=== Begin Enclosure ===

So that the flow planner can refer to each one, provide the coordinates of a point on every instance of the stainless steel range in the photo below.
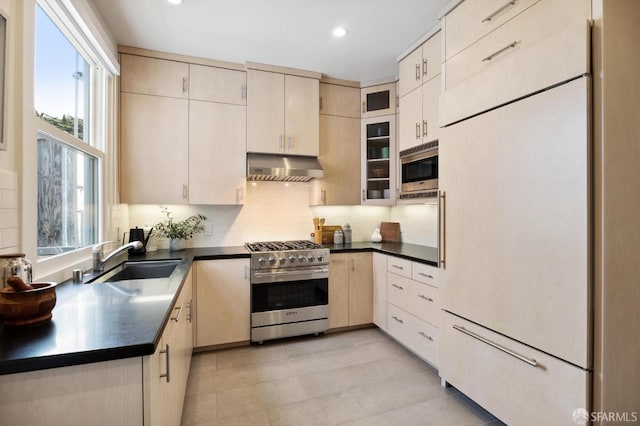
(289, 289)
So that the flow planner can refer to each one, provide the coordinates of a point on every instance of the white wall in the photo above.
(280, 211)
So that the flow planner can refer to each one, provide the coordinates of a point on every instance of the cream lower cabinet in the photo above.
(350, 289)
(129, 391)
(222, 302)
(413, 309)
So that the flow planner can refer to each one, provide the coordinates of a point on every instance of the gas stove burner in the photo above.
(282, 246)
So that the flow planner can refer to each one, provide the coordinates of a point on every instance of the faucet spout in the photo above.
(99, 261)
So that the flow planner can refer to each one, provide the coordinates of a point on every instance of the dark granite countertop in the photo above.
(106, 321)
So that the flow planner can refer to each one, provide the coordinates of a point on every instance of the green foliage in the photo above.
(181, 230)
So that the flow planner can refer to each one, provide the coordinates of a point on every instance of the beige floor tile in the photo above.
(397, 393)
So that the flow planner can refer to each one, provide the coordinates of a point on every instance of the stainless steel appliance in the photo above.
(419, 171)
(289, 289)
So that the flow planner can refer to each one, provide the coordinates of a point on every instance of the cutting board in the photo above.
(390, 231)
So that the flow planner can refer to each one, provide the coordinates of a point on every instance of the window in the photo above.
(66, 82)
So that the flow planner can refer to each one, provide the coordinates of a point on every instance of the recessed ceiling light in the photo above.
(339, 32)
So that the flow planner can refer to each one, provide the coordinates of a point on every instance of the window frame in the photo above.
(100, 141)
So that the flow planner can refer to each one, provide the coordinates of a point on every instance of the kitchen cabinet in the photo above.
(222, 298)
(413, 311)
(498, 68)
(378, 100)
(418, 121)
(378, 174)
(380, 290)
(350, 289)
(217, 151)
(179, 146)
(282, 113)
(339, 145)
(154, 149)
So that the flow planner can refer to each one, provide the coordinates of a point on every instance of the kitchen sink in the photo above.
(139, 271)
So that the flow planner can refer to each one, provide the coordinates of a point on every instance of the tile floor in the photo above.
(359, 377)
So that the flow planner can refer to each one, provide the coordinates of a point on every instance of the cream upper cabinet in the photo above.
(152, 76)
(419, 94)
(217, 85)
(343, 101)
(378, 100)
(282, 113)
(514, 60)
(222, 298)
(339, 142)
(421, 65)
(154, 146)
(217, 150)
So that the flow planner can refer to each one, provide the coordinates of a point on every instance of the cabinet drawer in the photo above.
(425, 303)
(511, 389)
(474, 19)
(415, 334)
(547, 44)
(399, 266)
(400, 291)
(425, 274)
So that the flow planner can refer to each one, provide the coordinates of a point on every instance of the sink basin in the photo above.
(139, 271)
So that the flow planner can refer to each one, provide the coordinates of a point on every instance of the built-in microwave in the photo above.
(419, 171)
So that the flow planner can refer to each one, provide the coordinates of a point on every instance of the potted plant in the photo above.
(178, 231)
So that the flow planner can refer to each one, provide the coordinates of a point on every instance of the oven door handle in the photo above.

=== End Enclosure ===
=== Begin Enclosure ===

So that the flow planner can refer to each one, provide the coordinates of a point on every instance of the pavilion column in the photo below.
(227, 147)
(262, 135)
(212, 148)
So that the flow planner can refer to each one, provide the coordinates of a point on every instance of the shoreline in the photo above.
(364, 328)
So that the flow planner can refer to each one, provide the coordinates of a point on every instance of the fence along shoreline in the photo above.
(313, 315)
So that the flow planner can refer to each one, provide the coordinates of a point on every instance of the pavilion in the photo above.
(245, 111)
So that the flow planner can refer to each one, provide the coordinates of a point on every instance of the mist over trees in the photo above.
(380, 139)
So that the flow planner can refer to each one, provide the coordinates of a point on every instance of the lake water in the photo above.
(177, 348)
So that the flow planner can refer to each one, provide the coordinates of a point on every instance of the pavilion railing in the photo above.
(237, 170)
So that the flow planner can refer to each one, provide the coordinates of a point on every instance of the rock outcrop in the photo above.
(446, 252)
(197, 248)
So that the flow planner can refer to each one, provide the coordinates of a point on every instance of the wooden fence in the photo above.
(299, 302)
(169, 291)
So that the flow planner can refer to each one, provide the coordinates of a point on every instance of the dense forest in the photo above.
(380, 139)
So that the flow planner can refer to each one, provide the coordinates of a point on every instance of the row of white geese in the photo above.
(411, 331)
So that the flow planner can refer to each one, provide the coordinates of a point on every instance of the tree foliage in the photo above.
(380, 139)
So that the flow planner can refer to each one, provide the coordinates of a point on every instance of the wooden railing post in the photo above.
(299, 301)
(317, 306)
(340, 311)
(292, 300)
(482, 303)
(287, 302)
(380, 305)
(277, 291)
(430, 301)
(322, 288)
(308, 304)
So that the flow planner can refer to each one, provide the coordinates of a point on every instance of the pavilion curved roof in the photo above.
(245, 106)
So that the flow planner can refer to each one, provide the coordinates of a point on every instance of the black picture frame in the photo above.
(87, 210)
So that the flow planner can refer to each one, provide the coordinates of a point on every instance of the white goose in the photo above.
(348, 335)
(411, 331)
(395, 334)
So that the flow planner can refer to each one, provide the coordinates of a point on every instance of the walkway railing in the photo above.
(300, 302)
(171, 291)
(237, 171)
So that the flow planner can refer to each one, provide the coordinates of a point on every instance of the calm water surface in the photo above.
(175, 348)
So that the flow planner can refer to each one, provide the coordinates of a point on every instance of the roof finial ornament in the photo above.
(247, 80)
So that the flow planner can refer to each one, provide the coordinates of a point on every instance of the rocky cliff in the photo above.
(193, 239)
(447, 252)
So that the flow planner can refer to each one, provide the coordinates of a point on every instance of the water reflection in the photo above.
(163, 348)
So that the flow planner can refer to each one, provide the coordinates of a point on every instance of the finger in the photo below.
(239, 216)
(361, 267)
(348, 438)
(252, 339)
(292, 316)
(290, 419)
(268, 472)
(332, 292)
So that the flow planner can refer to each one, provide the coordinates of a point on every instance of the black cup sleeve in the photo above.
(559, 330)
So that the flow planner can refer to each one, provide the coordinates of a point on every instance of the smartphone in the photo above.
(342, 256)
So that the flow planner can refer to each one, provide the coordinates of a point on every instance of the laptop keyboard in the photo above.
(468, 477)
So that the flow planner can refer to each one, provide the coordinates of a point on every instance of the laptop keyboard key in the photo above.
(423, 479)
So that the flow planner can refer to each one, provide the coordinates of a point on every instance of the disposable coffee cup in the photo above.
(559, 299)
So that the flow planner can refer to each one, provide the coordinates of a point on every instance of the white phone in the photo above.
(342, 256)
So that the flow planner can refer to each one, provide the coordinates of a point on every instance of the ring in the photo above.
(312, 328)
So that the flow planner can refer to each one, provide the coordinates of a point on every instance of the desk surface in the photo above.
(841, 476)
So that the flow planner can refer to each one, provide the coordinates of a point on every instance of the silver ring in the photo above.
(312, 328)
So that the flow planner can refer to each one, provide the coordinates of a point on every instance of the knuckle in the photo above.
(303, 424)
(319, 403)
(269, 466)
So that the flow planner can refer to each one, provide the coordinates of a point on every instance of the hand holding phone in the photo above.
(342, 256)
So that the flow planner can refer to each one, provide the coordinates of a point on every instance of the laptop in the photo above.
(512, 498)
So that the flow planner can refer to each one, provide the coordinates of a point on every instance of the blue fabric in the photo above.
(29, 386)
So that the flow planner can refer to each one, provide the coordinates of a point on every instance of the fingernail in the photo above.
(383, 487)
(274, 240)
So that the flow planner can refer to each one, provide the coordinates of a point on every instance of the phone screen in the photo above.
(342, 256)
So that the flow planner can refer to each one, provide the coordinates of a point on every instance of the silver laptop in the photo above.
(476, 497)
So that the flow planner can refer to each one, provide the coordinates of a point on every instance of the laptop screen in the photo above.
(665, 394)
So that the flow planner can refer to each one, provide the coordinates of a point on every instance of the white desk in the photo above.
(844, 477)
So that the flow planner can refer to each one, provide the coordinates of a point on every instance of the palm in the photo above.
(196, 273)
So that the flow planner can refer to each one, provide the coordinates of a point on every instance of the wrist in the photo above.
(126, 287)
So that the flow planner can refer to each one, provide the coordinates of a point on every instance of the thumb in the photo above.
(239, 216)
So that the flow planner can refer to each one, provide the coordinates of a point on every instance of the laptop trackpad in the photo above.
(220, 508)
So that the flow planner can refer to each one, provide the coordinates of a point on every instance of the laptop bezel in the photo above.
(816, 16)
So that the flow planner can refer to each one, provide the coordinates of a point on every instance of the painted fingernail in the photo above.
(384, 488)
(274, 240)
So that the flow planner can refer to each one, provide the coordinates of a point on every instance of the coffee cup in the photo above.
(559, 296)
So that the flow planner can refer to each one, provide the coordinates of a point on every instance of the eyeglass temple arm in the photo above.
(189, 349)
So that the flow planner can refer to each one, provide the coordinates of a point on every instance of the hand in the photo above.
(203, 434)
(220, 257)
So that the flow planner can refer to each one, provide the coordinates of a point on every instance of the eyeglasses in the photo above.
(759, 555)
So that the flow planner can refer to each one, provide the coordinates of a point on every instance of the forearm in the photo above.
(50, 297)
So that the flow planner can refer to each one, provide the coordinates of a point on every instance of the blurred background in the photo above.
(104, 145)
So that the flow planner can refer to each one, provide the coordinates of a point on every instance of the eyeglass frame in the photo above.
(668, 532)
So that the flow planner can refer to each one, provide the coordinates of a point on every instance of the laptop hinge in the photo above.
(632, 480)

=== End Enclosure ===

* Work request
Scan the lines above for "floor in the photo above." and for "handle in the photo above.". Repeat exactly the line holding each of them and every line in between.

* Exercise answer
So that the flow planner can refer to each one, provide the coordinates of a point on every instance of the tile floor in the photo above.
(359, 377)
So that the flow planner can refer to each one, provide the coordinates of a point on every instance of the cream upper cabinet in the photo above.
(152, 76)
(419, 94)
(217, 85)
(343, 101)
(378, 100)
(282, 113)
(514, 60)
(222, 298)
(339, 142)
(421, 65)
(154, 146)
(217, 150)
So that the flow planner can refer to each one, provide the coordinates of a point on every instance of the cabinet drawer in the photo above.
(425, 303)
(511, 389)
(474, 19)
(415, 334)
(547, 44)
(399, 266)
(400, 291)
(425, 274)
So that the flow planner can refer to each one, provide the coordinates of a point on every instance of the sink basin in the photo above.
(139, 271)
So that the flow planner can refer to each one, provide the coordinates of a point on every instance of the built-in microwave in the photo above.
(419, 171)
So that the flow planner can refer to each one, provide the coordinates of a point on every instance of the potted plant in the photo above.
(178, 231)
So that the flow planner can refer to each one, provide the coordinates of a point on every instance of the oven door handle in the photo above.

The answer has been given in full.